→ Fragmento de la página:

A la fábrica de Heineken no entramos. 18 euros me parecen demasiados para ver cómo se fabrica una cerveza que no me gusta. Me guardo mi dinero para cuando visite la de Guinness en Dublín.
He de decir que la ciudad no me llegó a encandilar. Dimos largos paseos por el centro y, aunque es bonita, no me parece una de las ciudades más interesantes de Europa. Llevaba mucho tiempo queriendo ir y las expectativas eran altas, por lo que no pude evitar sentirme algo decepcionado.
Esta semana fui al médico y me confirmó lo que ya sospechaba: Sufro un severo ataque de insensibilidad y agotamiento respecto a la arquitectura centroeuropea. Me ha recomendado viajar el año que viene menos por Europa e irme algo más lejos. «He oído que Yellowstone y Petra molan bastante» fueron sus últimas palabras.
Lo que sí que no decepciona es el Museo de Van Gogh. No contiene las obras que más me gustan del pintor holandés, pero es una delicia como está montada la exposición.
El día antes de la carrera (además de pegarme una siestaza) pude visitar dos pequeñas localidades holandesas. En primer lugar fuimos a Zaanse Schans, una especie de Disneyland con molinos de viento. Es bonita, pero me influenció saber que el pueblo se había creado con un objetivo turístico, proviniendo sus casas de otros puntos del país.
Después de comer estuvimos en la población de Haarlem. No está nada mal, pero ya he explicado la enfermedad que sufro. Ambas se encuentran a escasos 20 minutos en tren desde Amsterdam, por lo que no se requiere demasiado tiempo para su visita.

→ Tareas:
• 1. Reescribe de forma más breve el párrafo del fragmento que empieza con "El día antes de la carrera", sin perder sus datos principales.
• 2. Transcribe del fragmento el pasaje que comienza en las palabras "A la fábrica" y termina después de "Guinness en Dublín.".

→ Datos registrados:
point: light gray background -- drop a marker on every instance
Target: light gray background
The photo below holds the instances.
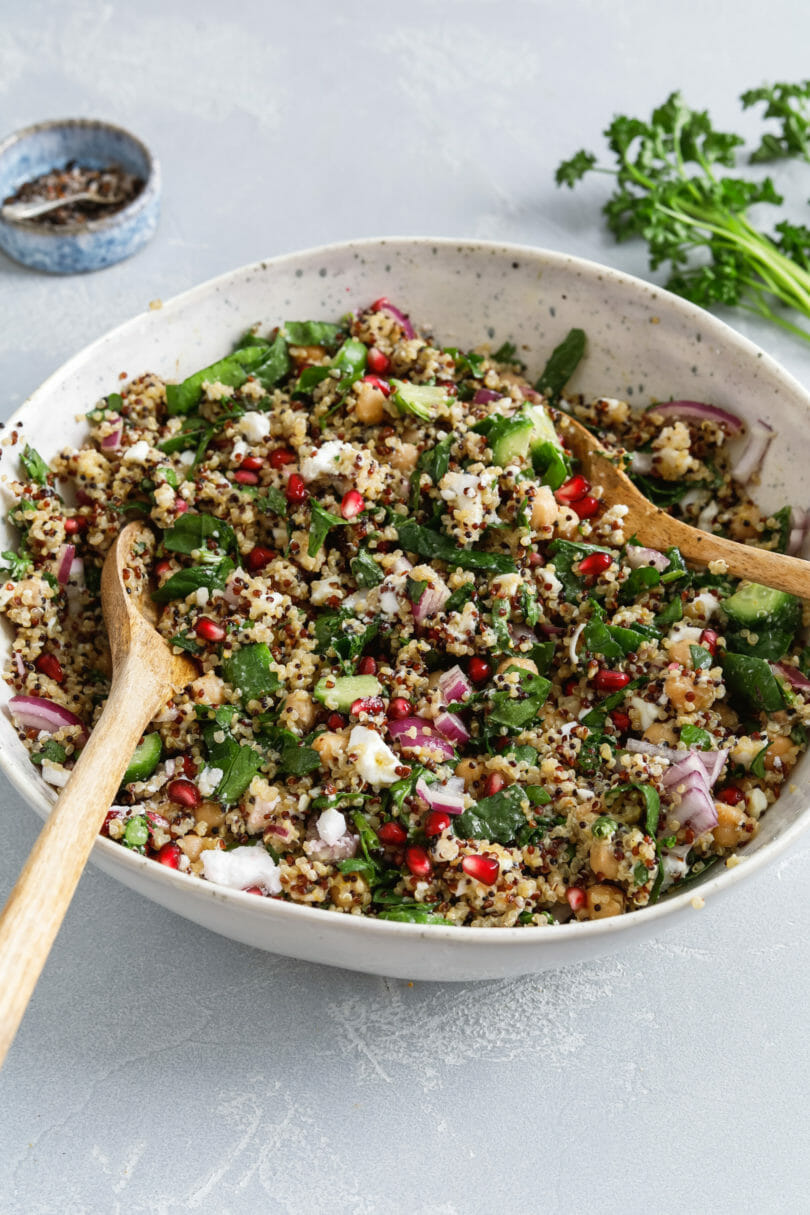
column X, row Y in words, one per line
column 163, row 1069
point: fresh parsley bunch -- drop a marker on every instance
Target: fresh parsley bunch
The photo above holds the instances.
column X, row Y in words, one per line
column 672, row 191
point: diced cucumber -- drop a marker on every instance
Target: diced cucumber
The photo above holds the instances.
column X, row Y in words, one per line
column 145, row 761
column 752, row 684
column 422, row 400
column 753, row 606
column 510, row 440
column 542, row 425
column 339, row 694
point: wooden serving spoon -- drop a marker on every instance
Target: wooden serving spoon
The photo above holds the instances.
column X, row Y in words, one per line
column 658, row 530
column 145, row 673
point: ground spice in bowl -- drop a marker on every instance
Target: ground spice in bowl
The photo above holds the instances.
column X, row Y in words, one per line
column 112, row 187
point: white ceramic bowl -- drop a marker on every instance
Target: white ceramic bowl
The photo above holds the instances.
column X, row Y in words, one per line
column 643, row 344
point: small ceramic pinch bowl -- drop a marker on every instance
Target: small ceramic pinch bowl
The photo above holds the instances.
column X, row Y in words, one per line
column 91, row 244
column 643, row 344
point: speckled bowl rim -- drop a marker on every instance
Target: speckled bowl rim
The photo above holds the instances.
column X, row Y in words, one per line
column 457, row 938
column 107, row 222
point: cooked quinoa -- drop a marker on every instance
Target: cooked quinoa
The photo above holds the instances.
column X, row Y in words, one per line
column 435, row 679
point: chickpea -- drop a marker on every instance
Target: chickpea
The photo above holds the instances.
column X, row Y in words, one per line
column 785, row 751
column 210, row 813
column 661, row 732
column 524, row 663
column 369, row 405
column 745, row 524
column 686, row 695
column 299, row 711
column 544, row 508
column 329, row 746
column 405, row 459
column 602, row 862
column 567, row 523
column 604, row 900
column 471, row 772
column 732, row 826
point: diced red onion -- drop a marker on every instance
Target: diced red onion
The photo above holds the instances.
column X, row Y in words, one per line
column 112, row 441
column 485, row 395
column 441, row 797
column 39, row 713
column 793, row 676
column 400, row 317
column 414, row 734
column 63, row 563
column 636, row 555
column 697, row 411
column 749, row 463
column 454, row 687
column 431, row 600
column 452, row 727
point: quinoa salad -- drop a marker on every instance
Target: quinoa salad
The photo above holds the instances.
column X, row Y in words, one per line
column 435, row 681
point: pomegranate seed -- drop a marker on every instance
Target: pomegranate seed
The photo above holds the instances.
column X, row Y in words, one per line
column 295, row 489
column 183, row 792
column 378, row 361
column 587, row 507
column 485, row 869
column 209, row 629
column 49, row 666
column 436, row 823
column 367, row 705
column 380, row 385
column 479, row 670
column 258, row 558
column 351, row 504
column 493, row 784
column 709, row 639
column 392, row 835
column 418, row 862
column 169, row 855
column 572, row 490
column 576, row 897
column 594, row 564
column 611, row 681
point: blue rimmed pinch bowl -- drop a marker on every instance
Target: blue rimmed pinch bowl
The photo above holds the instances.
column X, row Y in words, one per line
column 91, row 244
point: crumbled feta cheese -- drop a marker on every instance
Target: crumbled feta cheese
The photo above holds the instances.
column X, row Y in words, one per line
column 242, row 868
column 332, row 825
column 373, row 758
column 326, row 461
column 208, row 780
column 137, row 453
column 254, row 425
column 55, row 774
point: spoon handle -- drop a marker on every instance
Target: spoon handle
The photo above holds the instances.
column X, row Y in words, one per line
column 38, row 903
column 791, row 574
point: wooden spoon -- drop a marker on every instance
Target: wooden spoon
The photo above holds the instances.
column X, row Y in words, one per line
column 145, row 673
column 656, row 529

→ Resultados:
• 1. El día antes de la carrera, además de echarme una buena siesta, visité dos pueblos holandeses. El primero fue Zaanse Schans, una especie de Disneyland con molinos de viento. Es bonito, pero me influyó saber que se creó con fines turísticos, con casas traídas de otras partes del país.

• 2.
A la fábrica de Heineken no entramos. 18 euros me parecen demasiados para ver cómo se fabrica una cerveza que no me gusta. Me guardo mi dinero para cuando visite la de Guinness en Dublín.